▶ **Tarea requerida**: Por favor, cambia "village house" por "farmhouse" en todas las entradas y vuelve a escribir las líneas sin ninguna otra modificación.

[Entradas del conjunto de datos]
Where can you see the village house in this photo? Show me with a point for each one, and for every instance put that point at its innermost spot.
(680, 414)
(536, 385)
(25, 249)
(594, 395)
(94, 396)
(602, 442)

▶ **Resultado obtenido**:
Where can you see the farmhouse in this photo? Show me with a point for each one, and for every instance put that point at its innermost spot.
(680, 414)
(536, 385)
(25, 249)
(594, 395)
(94, 396)
(602, 442)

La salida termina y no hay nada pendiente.